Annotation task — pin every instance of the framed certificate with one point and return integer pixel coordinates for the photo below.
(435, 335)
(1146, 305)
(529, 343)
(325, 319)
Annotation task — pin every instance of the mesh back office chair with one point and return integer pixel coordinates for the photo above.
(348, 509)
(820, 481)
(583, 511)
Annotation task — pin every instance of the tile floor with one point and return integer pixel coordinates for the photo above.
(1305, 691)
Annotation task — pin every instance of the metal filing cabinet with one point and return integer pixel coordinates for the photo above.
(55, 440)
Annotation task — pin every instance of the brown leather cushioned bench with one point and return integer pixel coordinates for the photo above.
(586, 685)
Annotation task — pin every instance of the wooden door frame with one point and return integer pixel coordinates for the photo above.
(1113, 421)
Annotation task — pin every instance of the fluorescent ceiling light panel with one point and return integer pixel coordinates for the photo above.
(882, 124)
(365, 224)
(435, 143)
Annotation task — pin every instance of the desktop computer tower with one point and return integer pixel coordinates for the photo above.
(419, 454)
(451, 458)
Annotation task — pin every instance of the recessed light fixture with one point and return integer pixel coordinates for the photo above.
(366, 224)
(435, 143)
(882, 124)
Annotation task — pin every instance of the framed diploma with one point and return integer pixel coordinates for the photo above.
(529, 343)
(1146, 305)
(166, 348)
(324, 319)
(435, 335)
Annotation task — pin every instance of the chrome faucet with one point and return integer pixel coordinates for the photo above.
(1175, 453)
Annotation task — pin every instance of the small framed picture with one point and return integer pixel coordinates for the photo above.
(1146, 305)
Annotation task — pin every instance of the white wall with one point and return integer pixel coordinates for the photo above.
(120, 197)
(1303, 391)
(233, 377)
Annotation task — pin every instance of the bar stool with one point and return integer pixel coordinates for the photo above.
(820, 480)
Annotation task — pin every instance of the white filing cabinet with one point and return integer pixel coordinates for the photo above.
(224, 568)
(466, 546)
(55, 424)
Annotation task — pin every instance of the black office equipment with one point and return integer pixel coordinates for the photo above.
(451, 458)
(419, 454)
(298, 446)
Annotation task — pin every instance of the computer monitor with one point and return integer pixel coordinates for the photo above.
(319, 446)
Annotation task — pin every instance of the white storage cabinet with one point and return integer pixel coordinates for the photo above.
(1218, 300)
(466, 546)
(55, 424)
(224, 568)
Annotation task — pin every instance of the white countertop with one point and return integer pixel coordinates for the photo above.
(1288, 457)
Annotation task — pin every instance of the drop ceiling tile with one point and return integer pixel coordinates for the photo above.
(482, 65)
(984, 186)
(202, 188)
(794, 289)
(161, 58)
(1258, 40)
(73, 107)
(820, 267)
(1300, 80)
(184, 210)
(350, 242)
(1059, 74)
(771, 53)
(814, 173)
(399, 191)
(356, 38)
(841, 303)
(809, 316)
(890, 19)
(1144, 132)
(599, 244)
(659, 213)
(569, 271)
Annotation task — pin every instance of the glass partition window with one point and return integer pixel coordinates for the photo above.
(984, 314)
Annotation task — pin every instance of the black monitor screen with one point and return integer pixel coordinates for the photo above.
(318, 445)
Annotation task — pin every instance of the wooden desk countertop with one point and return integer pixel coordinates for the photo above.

========

From the line containing "Annotation task — pin every instance of the white countertop" down to the last line, reproduce the records exactly. Include both ends.

▶ [Answer to the exercise]:
Annotation task — pin every instance of the white countertop with one point and return integer pixel coordinates for the photo above.
(1288, 457)
Annotation task — pin every instance of the drop ceiling tile with one point and return integer pixel coordinates for the photo above.
(482, 65)
(984, 186)
(202, 188)
(794, 289)
(161, 58)
(1258, 40)
(73, 107)
(820, 267)
(1300, 80)
(184, 210)
(350, 242)
(1059, 74)
(771, 53)
(814, 173)
(399, 191)
(356, 38)
(841, 303)
(809, 316)
(890, 19)
(1144, 132)
(599, 244)
(659, 213)
(569, 271)
Annotation task — pin every instance of the glass partition window with one point and return integer pixel coordinates for the photo above.
(984, 314)
Annotation task — pin every instance of the black monitor screen with one point and return integer pixel coordinates for the photo above.
(318, 445)
Annotation task — pin every instance of the wooden desk countertop with one point and return integer pixel coordinates for the photo above.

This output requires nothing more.